» DIRECTIONS FOR THIS TASK
Copy out the data below line for line, without changing a single character.

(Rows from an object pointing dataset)
┄┄┄┄┄┄┄┄┄┄

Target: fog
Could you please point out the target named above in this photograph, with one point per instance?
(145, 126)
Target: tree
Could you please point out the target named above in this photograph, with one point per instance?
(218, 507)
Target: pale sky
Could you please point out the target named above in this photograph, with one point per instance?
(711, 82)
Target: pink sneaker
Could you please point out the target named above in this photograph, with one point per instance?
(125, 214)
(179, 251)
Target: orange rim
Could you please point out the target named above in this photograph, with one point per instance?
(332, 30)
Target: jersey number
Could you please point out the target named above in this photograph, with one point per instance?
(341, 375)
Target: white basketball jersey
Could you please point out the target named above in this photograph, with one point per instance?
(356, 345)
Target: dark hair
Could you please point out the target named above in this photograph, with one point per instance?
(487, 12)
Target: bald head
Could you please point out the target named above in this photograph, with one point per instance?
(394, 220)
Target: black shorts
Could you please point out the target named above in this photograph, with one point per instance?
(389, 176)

┄┄┄┄┄┄┄┄┄┄

» RESULT
Target: fog
Could you please point out the target named above in this photograph, with one point per instance?
(145, 126)
Target: tree
Could you please point out the target named above in this photograph, with one point per instance?
(218, 507)
Target: pale sky
Could you please point out the target named above in this photograph, with one point per instance?
(711, 82)
Target: pink sneaker
Could you please point out the target named above in this photograph, with one point per instance?
(125, 214)
(179, 251)
Target: orange rim
Could you please point out the target named above in this photograph, with one point per instance?
(332, 30)
Target: jersey number
Could you please point out the target named above in this photograph, with one point per instance?
(341, 375)
Target: white basketball jersey
Could you please point out the target named above in this photograph, with one point per instance?
(356, 345)
Target: dark hair
Could you please point out the target named above in this photograph, with one point per instance?
(487, 12)
Target: bald head
Could you please point out the target named above in this photograph, with one point per instance?
(394, 220)
Target: black shorts
Could you please point out the target named above in this photograph, with one point per instance?
(389, 176)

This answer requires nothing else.